INPUT DATA:

>>>>

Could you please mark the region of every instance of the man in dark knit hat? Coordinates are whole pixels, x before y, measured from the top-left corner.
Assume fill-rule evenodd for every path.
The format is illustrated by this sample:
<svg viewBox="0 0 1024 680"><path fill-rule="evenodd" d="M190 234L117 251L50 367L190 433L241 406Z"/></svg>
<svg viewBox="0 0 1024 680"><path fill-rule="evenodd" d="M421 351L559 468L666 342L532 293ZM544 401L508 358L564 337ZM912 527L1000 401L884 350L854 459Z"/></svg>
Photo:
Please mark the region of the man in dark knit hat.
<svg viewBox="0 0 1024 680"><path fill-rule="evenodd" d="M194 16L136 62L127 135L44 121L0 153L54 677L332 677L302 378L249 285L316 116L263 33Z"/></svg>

<<<<

WORK ORDER:
Please copy out each line of the listing above that contains the string "every".

EXPECTED ANSWER:
Could you please mark the region of every instance of the man in dark knit hat? Coordinates are whole pixels, x before y, measured from the top-left corner.
Assume fill-rule evenodd for every path.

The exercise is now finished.